Stored data -
════════════════════
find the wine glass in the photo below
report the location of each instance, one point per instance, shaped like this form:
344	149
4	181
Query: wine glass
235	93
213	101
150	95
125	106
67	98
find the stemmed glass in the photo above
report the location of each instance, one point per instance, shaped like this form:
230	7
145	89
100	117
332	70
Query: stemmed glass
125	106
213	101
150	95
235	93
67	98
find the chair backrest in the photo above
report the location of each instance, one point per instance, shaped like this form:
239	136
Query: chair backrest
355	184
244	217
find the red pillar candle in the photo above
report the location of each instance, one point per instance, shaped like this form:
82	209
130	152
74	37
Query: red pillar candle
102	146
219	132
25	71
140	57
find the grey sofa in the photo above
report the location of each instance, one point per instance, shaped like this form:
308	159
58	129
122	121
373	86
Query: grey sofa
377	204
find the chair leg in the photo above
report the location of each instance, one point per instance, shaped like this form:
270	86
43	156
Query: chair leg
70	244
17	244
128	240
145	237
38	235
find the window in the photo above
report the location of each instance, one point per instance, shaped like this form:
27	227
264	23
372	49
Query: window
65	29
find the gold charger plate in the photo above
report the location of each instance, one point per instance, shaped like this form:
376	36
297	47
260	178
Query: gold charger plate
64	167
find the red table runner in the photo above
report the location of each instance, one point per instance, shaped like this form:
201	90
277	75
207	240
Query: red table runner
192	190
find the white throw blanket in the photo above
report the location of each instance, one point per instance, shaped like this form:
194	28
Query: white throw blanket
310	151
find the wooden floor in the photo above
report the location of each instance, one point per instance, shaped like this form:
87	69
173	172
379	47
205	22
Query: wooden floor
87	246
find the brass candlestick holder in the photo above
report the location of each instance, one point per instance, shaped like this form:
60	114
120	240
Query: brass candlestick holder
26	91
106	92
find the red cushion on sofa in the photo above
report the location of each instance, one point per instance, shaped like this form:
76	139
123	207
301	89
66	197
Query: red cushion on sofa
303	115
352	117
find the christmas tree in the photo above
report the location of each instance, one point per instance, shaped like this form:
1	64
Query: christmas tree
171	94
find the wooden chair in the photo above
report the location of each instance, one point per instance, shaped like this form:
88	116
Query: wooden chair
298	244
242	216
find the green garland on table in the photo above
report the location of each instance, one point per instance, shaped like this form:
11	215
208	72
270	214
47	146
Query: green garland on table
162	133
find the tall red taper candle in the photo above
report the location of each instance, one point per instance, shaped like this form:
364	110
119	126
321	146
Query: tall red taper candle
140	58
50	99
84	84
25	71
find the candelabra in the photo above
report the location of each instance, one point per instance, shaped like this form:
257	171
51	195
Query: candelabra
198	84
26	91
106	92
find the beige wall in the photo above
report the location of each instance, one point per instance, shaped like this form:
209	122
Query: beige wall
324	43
════════════════════
Task instructions - Write the material out again in its entirety, exactly as shown.

Written answer -
find the wine glass in the photo below
report the location of each instance, one point per instance, shaped like this form:
344	149
4	181
Query: wine glass
235	93
213	101
150	95
125	106
67	98
find the stemmed glass in the photo above
report the location of each instance, one point per instance, shaped like this form:
230	7
145	89
100	117
332	70
Query: stemmed glass
125	106
213	101
150	95
235	93
67	98
find the chair backrest in the photo above
report the location of each instance, one point per instance, shaped like this form:
239	136
Query: chair backrest
355	184
244	217
find the red pillar candle in the photo above
report the location of each instance, one point per instance, shaped like this form:
82	209
130	152
74	37
Query: red pillar candle
102	146
219	132
25	71
140	57
find the grey sofa in the photo above
report the location of each instance, one point per instance, shaped like this form:
308	159
58	129
122	121
373	86
Query: grey sofa
377	204
find the chair leg in the photo above
report the location of each instance, one point per instance, shaped like this form:
270	86
43	156
Query: chair leg
70	244
17	244
128	240
145	237
38	235
find the window in the photo above
report the location of each instance, one point per instance, shaped like this form:
27	227
264	23
372	49
Query: window
65	29
find the gold charger plate in the photo above
report the location of each instance, one point per instance, shaped like this form:
376	36
297	47
260	178
Query: gold charger plate
64	167
find the red table runner in the photo above
report the location of each instance, one point per instance, shaped like this form:
201	90
277	75
207	240
Query: red table runner
192	190
find the white throw blanket in the photo above
report the location of each instance, one point per instance, shaped like this form:
194	28
Query: white throw blanket
310	151
find the wooden floor in the photo above
report the location of each instance, one point per instance, shaped like this form:
87	69
173	172
379	47
205	22
Query: wooden floor
87	246
find the brass candlestick holder in the photo above
report the location of each instance, one point per instance, shaped like this form:
60	114
120	240
Query: brass candlestick holder
26	91
106	92
find the red cushion on sofa in the photo above
report the location of each instance, one point per instance, shaped like this form:
76	139
123	207
301	89
66	197
Query: red cushion on sofa
303	115
352	117
find the christmas tree in the photo above
report the location of each instance, one point per instance, shaped like this form:
1	64
Query: christmas tree
171	94
find the wooden chair in the photo above
report the location of each instance, one point per instance, shaped like this form:
88	116
Query: wooden chair
298	244
242	216
find the green garland on table in the photo above
report the location of each instance, one point per instance, shaped like this form:
11	215
208	72
270	214
47	146
Query: green garland on table
162	133
find the tall red taper candle in the photo above
report the location of each instance, one point per instance, shaped like this form:
364	110
119	126
321	146
Query: tall red taper candle
140	58
50	99
84	84
25	71
find the candelabra in the photo above
report the location of each instance, one point per instance, shaped like this form:
257	171
51	195
Query: candelabra
198	84
26	91
106	92
find the beige wall in the photo above
report the location of each instance, one point per instance, shaped like this form:
209	122
Query: beige wall
324	43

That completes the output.